> **Exercise instructions**
Pick out each line of the listing below that contains the word "baseball" and copy it.

> **Exercise input**
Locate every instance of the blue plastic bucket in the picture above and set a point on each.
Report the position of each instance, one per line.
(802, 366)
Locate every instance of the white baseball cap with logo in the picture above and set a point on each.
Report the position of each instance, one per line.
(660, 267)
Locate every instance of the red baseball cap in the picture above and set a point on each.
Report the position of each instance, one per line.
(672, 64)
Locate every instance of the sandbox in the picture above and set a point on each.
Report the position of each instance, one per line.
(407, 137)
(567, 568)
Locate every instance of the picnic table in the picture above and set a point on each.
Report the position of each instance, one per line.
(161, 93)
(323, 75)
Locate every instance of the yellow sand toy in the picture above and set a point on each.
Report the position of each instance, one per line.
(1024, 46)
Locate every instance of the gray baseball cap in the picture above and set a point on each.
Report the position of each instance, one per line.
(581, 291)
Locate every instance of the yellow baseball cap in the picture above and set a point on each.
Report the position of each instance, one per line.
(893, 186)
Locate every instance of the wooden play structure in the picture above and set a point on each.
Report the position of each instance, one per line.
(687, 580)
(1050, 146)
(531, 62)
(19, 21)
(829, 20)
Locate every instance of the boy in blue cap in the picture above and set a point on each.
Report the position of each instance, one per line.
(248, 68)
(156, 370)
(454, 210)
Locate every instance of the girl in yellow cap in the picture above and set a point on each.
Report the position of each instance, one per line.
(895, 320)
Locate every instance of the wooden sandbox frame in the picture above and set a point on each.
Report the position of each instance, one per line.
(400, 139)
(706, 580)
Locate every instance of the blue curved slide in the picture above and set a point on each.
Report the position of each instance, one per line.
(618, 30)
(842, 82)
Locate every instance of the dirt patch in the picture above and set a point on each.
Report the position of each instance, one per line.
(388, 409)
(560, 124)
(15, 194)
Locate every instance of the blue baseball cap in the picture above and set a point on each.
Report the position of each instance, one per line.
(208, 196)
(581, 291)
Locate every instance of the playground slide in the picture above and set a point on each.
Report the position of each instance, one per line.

==

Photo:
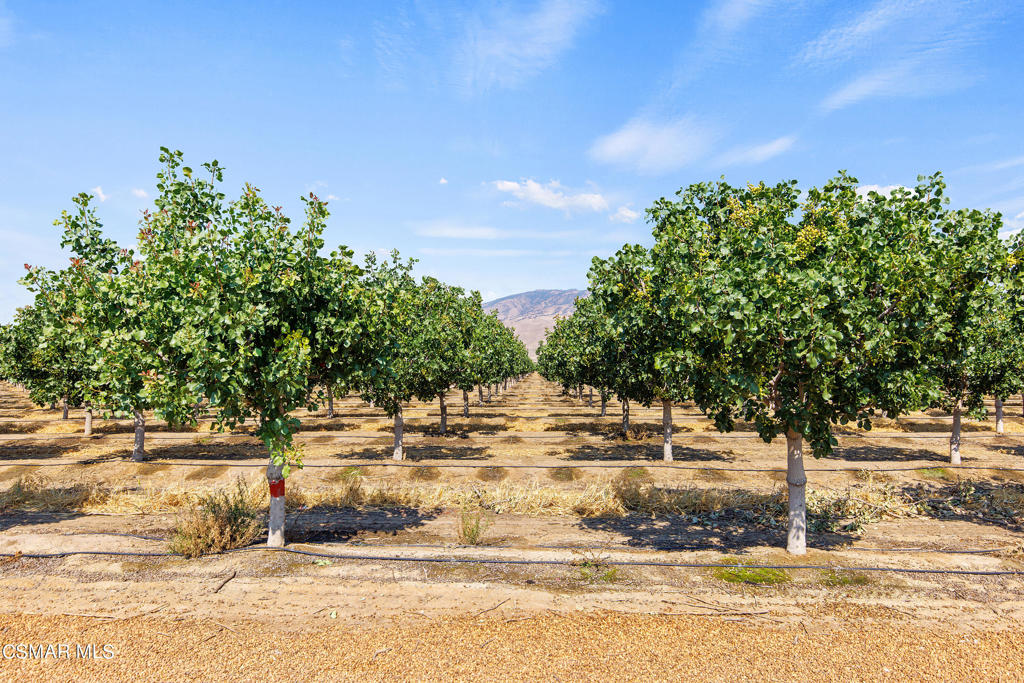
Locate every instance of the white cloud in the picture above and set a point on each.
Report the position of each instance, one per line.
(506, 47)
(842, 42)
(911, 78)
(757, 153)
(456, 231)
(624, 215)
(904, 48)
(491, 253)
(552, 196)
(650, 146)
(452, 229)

* * *

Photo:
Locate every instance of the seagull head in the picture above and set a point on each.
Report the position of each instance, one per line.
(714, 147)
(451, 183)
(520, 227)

> **Exercise response**
Locate every instance of the white baseball cap with logo in the picture above and set a point on each.
Locate every instance of the red baseball cap in the picture above and set a point on each.
Locate every instance of the gray baseball cap in the picture above and set a point on each.
Locate every instance of the yellow baseball cap in the picture above and set a point on each.
Locate every instance of the blue baseball cap in the picture above and set a point on each.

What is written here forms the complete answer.